__TRECHO SELECIONADO__.
· · · ·

Tratam-se, portanto, de prerrogativas agregadas pelo comando da regra autorizadora. Nesse sentido, o nobre desembargador aduz:

Poderíamos afirmar que a este tempo comum foi conferido um status de tempo especial, consubstanciado na possibilidade de ser computado como especial. Estas garantias são conferidas por opção legislativa e não se mostra razoável conferir um direito que não possa ser utilizado ao tempo da aposentadoria, na ausência de lei que venha a garantir o que já estava garantido.

Mas no que isso importa? O magistrado não está obrigado a aplicar um precedente em que não se perquiriu a compatibilidade do direito à conversão com a Constituição (entendida, à toda evidência, no seu todo principiológico). Pelo contrário. A ele cabe a atividade judiciante. Não se trata de ignorar a existência de um precedente (de observação obrigatória), mas de uma recusa a sua aplicação diante da necessidade de uma resposta constitucionalmente adequada ao caso concreto.

Na espécie, portanto, a questão não pode ser analisada em relação ao precedente do STJ, no sentido de rebeldia judiciária. Em resumo, a decisão rescindenda pode estar correta, justamente, por respeitar a garantia do direito adquirido.

IV – IGUALDADE E SEGURANÇA JURÍDICA

A preocupação da Desembargadora Taís Schilling Ferraz em relação aos §§ 15 e 8º, dos arts. 525 e 535, do CPC/2015 se aplica aqui:

A insegurança jurídica gerada pela possibilidade de que muitos anos após o trânsito em julgado de uma ação individual, seja possível a reversão do decidido, porque o STF decidiu, num caso paradigma, de forma diversa sobre o tema constitucional, será confrontada com a necessidade do tratamento isonômico dos destinatários da norma, exigindo dos julgadores difícil ponderação de valores, bem como a eventual definição de regras mínimas de modulação de efeitos, de forma a preservar atos praticados com base na estabilidade gerada por uma decisão judicial que fez coisa julgada.[6]

Não estamos falando, aqui, de uma violação frontal e evidente a dispositivo de lei, mas, e isso sim, de uma mudança na jurisprudência do STJ. Até, no mínimo, 02 de fevereiro de 2015, as partes acreditavam estar seguindo uma orientação pacificada sobre o tema.

Nesse nível, centenas de benefícios foram concedidos mediante a conversão do tempo de serviço comum em especial. Por óbvio, a revogação dessa jurisprudência causou surpresa e injustiça a todos que nela pautaram sua conduta. A desconstituição da coisa julgada, por meio de ações rescisórias, está gerando um estado generalizado, de descrença e decepção jurídica.

· · · ·

(Dados de localização de pontos em imagens)

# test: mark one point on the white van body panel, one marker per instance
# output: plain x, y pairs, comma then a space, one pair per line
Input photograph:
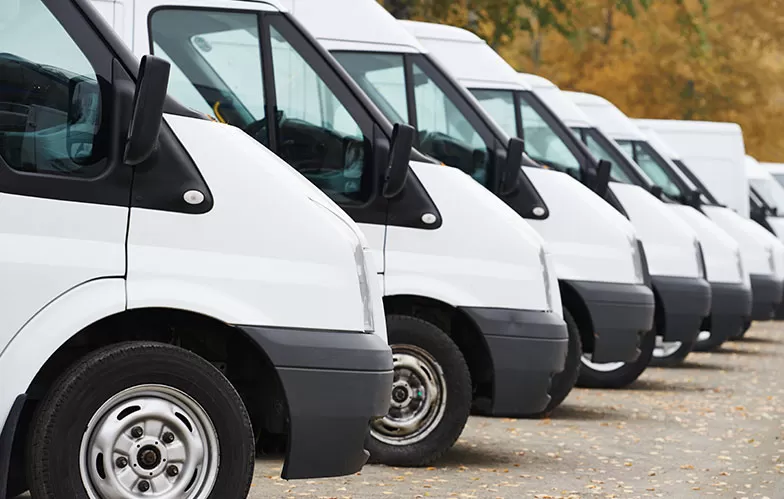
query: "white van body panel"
668, 240
413, 261
754, 250
719, 249
496, 266
248, 263
715, 153
587, 238
772, 192
49, 328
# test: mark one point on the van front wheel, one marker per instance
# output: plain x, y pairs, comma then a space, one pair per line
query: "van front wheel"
137, 418
430, 399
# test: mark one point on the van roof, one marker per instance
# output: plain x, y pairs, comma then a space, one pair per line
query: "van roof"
555, 99
354, 25
607, 117
453, 46
657, 141
714, 152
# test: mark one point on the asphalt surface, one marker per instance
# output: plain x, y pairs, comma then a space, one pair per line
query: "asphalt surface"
712, 428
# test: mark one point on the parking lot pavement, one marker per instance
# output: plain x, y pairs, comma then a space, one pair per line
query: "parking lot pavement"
713, 428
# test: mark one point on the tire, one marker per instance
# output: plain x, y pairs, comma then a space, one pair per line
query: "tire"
708, 345
151, 376
425, 343
673, 358
564, 381
624, 374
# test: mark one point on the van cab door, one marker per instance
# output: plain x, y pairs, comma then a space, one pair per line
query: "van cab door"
64, 192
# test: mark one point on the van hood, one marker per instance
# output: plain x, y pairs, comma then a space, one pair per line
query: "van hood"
720, 249
669, 242
587, 238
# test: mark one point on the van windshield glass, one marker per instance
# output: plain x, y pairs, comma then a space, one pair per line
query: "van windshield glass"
444, 132
770, 192
654, 166
602, 150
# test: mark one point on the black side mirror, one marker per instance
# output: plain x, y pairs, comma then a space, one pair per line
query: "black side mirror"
84, 110
602, 179
510, 174
399, 155
147, 117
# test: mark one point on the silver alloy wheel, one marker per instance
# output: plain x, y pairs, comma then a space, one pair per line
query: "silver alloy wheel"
418, 398
149, 441
603, 367
664, 349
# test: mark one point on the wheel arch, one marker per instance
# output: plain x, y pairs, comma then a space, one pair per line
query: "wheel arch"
574, 303
459, 327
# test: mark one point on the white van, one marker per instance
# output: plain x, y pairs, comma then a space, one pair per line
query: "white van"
766, 197
172, 288
472, 301
711, 154
777, 170
623, 172
600, 269
684, 300
731, 293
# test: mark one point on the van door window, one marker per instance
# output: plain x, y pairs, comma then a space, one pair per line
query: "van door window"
215, 56
316, 133
51, 101
220, 54
445, 133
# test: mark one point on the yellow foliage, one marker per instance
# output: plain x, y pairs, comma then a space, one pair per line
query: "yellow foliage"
729, 66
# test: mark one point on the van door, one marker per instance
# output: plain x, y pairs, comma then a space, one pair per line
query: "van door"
64, 193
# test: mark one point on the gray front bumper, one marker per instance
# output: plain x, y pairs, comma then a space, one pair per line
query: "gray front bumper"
527, 349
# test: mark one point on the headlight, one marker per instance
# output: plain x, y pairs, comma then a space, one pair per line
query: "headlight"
364, 288
702, 272
638, 260
548, 289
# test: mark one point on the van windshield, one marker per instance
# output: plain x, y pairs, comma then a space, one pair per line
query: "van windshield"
222, 67
770, 192
542, 142
602, 148
444, 131
655, 167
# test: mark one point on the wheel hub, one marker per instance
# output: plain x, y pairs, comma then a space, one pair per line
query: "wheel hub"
418, 398
138, 438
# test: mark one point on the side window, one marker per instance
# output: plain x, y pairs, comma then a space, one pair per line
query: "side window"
543, 144
616, 172
382, 77
444, 132
216, 63
316, 133
51, 102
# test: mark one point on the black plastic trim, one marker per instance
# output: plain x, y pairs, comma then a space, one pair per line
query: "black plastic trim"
317, 349
685, 302
7, 441
335, 383
527, 349
766, 292
620, 315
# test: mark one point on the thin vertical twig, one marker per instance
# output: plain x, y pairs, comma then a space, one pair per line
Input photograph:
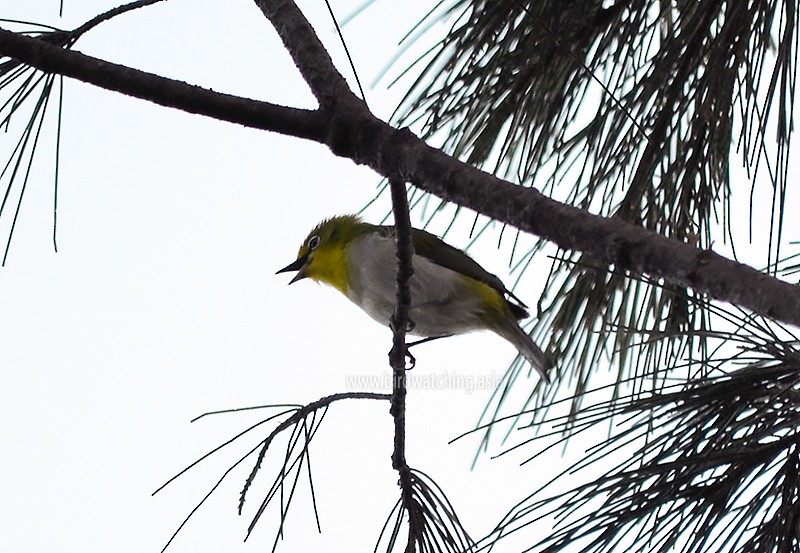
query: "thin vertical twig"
397, 356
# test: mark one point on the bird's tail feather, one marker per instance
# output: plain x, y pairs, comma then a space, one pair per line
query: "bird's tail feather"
512, 332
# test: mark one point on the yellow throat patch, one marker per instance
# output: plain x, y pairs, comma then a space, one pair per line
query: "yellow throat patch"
329, 265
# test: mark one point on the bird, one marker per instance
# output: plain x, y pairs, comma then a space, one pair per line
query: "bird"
450, 292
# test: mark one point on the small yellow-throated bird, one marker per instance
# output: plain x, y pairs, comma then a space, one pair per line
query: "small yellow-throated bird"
450, 292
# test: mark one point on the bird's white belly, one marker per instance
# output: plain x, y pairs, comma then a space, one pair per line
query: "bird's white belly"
441, 300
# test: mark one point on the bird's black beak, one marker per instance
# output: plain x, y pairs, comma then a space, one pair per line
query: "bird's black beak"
298, 266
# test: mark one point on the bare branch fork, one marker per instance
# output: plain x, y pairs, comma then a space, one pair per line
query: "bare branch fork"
302, 432
344, 124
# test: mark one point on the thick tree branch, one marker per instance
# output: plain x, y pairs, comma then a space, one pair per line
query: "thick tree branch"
350, 130
161, 90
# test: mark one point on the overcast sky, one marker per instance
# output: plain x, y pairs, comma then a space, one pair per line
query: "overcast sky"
162, 304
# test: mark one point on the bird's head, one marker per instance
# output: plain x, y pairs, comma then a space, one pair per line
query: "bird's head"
323, 255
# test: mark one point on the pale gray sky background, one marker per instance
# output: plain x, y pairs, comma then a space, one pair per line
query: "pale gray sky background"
162, 304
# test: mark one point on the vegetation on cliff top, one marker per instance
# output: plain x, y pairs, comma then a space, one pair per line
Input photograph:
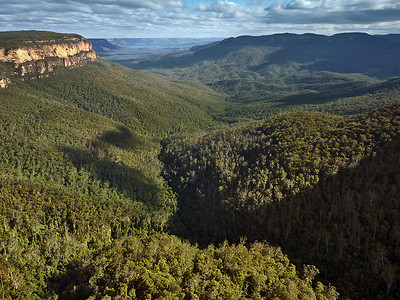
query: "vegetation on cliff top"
16, 39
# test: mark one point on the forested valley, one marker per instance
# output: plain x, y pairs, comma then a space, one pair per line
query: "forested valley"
121, 184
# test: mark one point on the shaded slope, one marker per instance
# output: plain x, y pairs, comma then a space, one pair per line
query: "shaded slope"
278, 180
81, 199
144, 102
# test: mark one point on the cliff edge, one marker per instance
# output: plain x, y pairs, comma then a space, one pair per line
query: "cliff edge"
28, 54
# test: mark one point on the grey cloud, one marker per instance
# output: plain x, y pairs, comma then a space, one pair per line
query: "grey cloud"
332, 12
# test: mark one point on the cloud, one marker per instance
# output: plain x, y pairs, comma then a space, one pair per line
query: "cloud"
196, 18
333, 11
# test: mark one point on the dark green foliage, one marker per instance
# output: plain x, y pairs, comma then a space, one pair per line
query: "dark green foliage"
164, 267
144, 102
248, 181
15, 39
265, 75
81, 195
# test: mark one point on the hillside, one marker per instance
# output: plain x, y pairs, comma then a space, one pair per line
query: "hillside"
322, 187
83, 205
265, 75
31, 54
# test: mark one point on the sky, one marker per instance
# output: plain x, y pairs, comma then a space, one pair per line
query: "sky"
200, 18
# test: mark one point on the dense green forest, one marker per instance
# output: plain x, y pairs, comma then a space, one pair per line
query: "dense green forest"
84, 207
323, 187
120, 184
265, 75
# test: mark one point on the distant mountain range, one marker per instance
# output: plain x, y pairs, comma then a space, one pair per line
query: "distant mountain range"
143, 48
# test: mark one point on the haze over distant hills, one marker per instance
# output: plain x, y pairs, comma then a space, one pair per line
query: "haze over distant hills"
141, 48
120, 184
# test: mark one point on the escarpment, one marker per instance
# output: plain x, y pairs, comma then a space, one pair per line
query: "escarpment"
41, 53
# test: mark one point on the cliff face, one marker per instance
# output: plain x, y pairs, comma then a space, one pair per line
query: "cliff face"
38, 58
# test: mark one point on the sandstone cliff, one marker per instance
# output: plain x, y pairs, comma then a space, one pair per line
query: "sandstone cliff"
36, 58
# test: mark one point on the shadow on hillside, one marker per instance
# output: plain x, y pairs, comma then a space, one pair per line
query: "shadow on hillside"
123, 138
112, 173
348, 225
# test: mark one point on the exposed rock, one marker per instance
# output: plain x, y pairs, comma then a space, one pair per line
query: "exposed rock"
38, 58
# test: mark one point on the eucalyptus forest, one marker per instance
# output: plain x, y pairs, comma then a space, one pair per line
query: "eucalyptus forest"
218, 175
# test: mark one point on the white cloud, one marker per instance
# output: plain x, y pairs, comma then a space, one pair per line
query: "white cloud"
149, 18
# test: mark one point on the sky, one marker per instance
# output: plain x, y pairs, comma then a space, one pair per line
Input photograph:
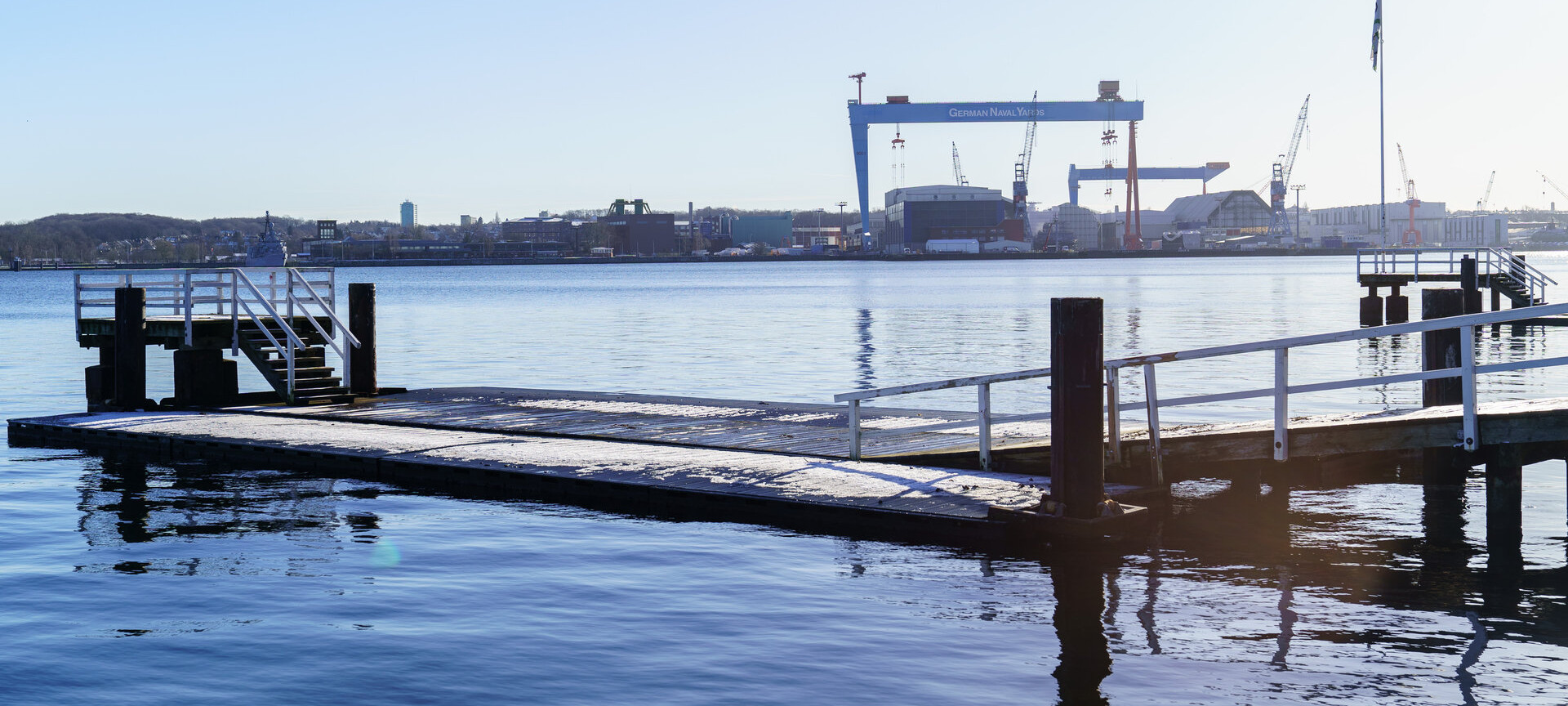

· · · ·

__AÇÕES A REALIZAR__.
1. Reproduza o trecho do texto sobre a conversão do tempo comum em especial que vai de "Nesse nível, centenas" até "e decepção jurídica.".
2. Segundo o texto sobre a conversão do tempo comum em especial, até pelo menos que data as partes acreditavam estar seguindo uma orientação pacificada sobre o tema?
3. Dê continuidade ao texto sobre a conversão do tempo comum em especial a partir da última frase apresentada.

__RESPOSTAS AOS PROBLEMAS__.
1.
Nesse nível, centenas de benefícios foram concedidos mediante a conversão do tempo de serviço comum em especial. Por óbvio, a revogação dessa jurisprudência causou surpresa e injustiça a todos que nela pautaram sua conduta. A desconstituição da coisa julgada, por meio de ações rescisórias, está gerando um estado generalizado, de descrença e decepção jurídica.

2. Até, no mínimo, 02 de fevereiro de 2015.

3.
Por outro lado, cumpre perguntar: e as decisões que transitaram em julgado no âmbito dos Juizados Especiais Federais, já que vedada a ação rescisória (Lei 9.099/95, art. 59). Como explicar a vedação da ação rescisória contra decisões do JEF? Elas valem mais ...são inquebrantáveis? A situação reclama igual consideração perante o Poder Judiciário.

V – DA OBRIGATÓRIEDADE DE UM NOVO JULGAMENTO

Na hipótese de ser reconhecida a hipótese de manifesta violação à norma jurídica, a cumulação do pedido de rescisão da decisão de mérito com um novo julgamento é obrigatória, conforme prevê o art. 968, inc. I, do CPC [CPC/73, art. 488, I]. Nesse sentido, Luiz Guilherme Marinoni, Sérgio Cruz Arenhart e Daniel Metidiero[7] explicam

Afirma o referido art. 968, I, que o autor da rescisória deve “cumular ao pedido de rescisão, se for o caso, o de novo julgamento da causa”. Isso quer dizer que, sendo o caso de “novo julgamento”, não obsta apenas o pedido de rescisão (iudicium rescissorium rescindens), sendo necessário o pedido de “novo julgamento” (iudicium rescissorium). Mais precisamente, nas hipóteses em que não é suficiente a rescisão, o pedido de “novo julgamento” deve ser cumulado.

V.1 – MUDANÇA NO ESTADO DE DIREITO

A situação substancial da lide formada pela res iudicata pode sofrer modificações em virtude de fatos ou normas supervenientes.[8]

Na formação do precedente do STJ (Tema 546/STJ), acabou prevalecendo o princípio tempus regit actum. Por outras palavras, o STJ consolidou o entendimento de que as regras de conversão devem observar a lei vigente na DER, o que significa dizer que não existe direito adquirido à conversão do tempo de serviço, pois tudo vai depender da regra vigente na data em que preenchidos os requisitos ensejadores do benefício.

Eis que o art. 25, § 2º, da EC 103/2019 veio assegurar o direito adquirido à conversão até a data de entrada em vigor da Emenda.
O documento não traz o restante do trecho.